Task to complete:
Repeat every one of the items below word for word, with no changes.

■ ■ ■

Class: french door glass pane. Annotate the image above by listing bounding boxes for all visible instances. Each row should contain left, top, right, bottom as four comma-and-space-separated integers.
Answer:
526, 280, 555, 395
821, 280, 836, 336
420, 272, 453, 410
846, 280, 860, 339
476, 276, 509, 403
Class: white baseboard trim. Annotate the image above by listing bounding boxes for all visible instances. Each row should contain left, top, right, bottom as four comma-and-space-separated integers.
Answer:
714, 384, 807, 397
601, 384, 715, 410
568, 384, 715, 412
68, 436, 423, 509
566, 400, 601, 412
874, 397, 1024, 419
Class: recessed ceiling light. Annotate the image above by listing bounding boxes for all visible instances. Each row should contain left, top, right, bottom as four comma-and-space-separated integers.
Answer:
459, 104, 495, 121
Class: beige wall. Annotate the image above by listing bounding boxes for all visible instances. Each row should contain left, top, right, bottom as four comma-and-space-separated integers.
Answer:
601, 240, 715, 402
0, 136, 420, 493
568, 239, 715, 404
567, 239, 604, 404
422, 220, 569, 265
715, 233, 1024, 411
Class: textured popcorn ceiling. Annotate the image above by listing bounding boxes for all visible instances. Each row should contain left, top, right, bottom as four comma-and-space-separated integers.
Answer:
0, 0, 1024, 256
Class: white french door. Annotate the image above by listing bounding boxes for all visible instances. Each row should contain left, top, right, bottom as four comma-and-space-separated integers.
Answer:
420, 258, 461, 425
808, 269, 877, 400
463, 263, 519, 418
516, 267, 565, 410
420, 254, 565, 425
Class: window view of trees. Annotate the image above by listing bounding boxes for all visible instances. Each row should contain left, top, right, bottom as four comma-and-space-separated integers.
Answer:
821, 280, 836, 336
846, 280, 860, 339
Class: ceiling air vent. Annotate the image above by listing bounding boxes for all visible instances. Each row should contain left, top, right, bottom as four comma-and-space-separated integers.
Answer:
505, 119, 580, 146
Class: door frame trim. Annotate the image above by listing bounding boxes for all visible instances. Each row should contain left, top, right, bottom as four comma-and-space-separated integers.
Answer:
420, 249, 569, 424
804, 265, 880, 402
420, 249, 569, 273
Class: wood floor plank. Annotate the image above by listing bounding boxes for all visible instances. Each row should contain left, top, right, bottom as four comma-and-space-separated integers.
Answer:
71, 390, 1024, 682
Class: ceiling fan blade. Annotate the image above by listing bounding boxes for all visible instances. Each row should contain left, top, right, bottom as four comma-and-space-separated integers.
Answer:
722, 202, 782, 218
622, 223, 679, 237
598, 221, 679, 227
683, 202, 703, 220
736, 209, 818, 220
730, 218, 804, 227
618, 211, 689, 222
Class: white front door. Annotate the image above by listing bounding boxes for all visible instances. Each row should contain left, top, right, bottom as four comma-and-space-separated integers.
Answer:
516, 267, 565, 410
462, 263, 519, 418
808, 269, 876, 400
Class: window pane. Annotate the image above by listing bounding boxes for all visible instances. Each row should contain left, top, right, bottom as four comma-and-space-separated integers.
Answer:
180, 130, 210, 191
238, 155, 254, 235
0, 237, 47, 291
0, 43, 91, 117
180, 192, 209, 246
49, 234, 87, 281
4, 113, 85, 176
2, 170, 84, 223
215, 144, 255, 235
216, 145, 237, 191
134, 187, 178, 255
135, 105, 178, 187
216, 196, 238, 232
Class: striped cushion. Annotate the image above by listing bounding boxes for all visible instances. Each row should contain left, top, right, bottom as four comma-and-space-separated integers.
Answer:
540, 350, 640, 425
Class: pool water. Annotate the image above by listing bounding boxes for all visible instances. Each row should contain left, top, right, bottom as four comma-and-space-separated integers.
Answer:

■ ■ ■

Output for this exercise:
Class: french door glass pane. Annotate the image above by listing bounding boxes for all visible instances. Each row should contain left, top, right, bottom as four comma-and-space-separated integers.
Answer:
526, 280, 555, 395
821, 280, 836, 336
420, 272, 453, 410
846, 280, 860, 339
476, 276, 509, 403
Class: white baseboard trim. Annotate the image above by listing bounding boxes for all visible instances. Each row should contain left, top, right, bottom as four comma-and-space-separated integers.
Answer:
714, 384, 807, 397
601, 384, 715, 410
568, 384, 715, 412
68, 436, 423, 509
566, 400, 601, 412
874, 397, 1024, 419
Class: recessed ceiling light. Annotate the image above by listing bounding boxes for all visible instances. Each row should contain left, top, right, bottom as four comma-and-space-separated integers.
Answer:
459, 104, 495, 121
Class: beige wall. Annotate the image above by listing bounding boxes for all visible instances. Each row should contain left, top, right, bottom as four comma-and-space-separated integers.
Answer:
601, 240, 715, 402
0, 136, 420, 493
568, 239, 715, 404
567, 239, 604, 404
422, 220, 569, 265
715, 233, 1024, 411
Class: textured popcorn ceiling. Annotate the image above by listing bounding boxes for all visible instances. Each row should contain left, top, right, bottom as four comma-and-space-separated integers.
Answer:
0, 0, 1024, 256
Class: white french door. Annotate the image above by listing bounding boxes for all visible instances. Each row should contain left, top, right, bottom as four comma-and-space-separated integers.
Answer:
420, 258, 461, 425
808, 269, 877, 400
463, 263, 519, 418
516, 267, 565, 410
420, 254, 565, 425
Class: window view of trees. Annotate the image above by listing bounding boxes for all visible instances. Each row should contain left, top, right, bottom as four comma-and-space-separated integers.
Answer:
821, 280, 836, 336
846, 280, 860, 339
Class: ceiling air vent. Annotate the image above by listing bounding boxes for all visible instances. Each row should contain left, top, right, bottom as four comma-and-space-separated integers.
Answer:
505, 119, 580, 146
Class: door frame trim. Annotate the image above by listing bounding boxes for all visible instances. Each row should contain left, top, right, bottom as four comma-and-space-separated integers.
Answer:
420, 249, 569, 424
804, 265, 880, 402
420, 249, 569, 273
Class: wood floor plank. Annotate the image above by listing bounding boxes for all visible instances. Each row should contain left, top, right, bottom as four comma-and-space-separated integers.
Answer:
71, 390, 1024, 682
Class: ceiling fan blade. Annotate the image above by listing bounding boxes for all visible instances. Each row should contain left, top, right, bottom as four comma-and-space-separated integers.
Answer:
722, 202, 782, 218
622, 223, 679, 237
598, 221, 679, 227
683, 202, 703, 220
736, 209, 818, 220
730, 218, 804, 227
618, 211, 689, 222
Class: white front door. Annotate the image above by listing bounding boxes for all visible instances. Each row should contain left, top, right, bottom as four comma-and-space-separated integers.
Answer:
516, 267, 565, 410
462, 263, 519, 418
808, 269, 876, 400
Class: window pane. Annotate the image above by listing bounding boxes for all visible instances. Each row should contain left, top, right, bottom as four comma-and-space-separated integers.
Answer:
180, 130, 210, 191
238, 155, 254, 235
0, 237, 47, 291
0, 43, 91, 117
180, 192, 209, 246
49, 234, 87, 281
4, 113, 85, 176
2, 170, 84, 223
215, 144, 255, 235
216, 145, 237, 191
134, 187, 178, 255
135, 105, 178, 187
216, 196, 238, 232
Class: striped cushion. Annotate the image above by listing bounding boxes for all visible instances. Each row should contain left, top, right, bottom as four comma-and-space-separated integers.
Answer:
540, 350, 640, 425
Class: pool water. Annotate the image above by listing bounding boxes for all visible instances. Each row should contain left, top, right, bottom as four comma-and-space-separated integers.
Answer:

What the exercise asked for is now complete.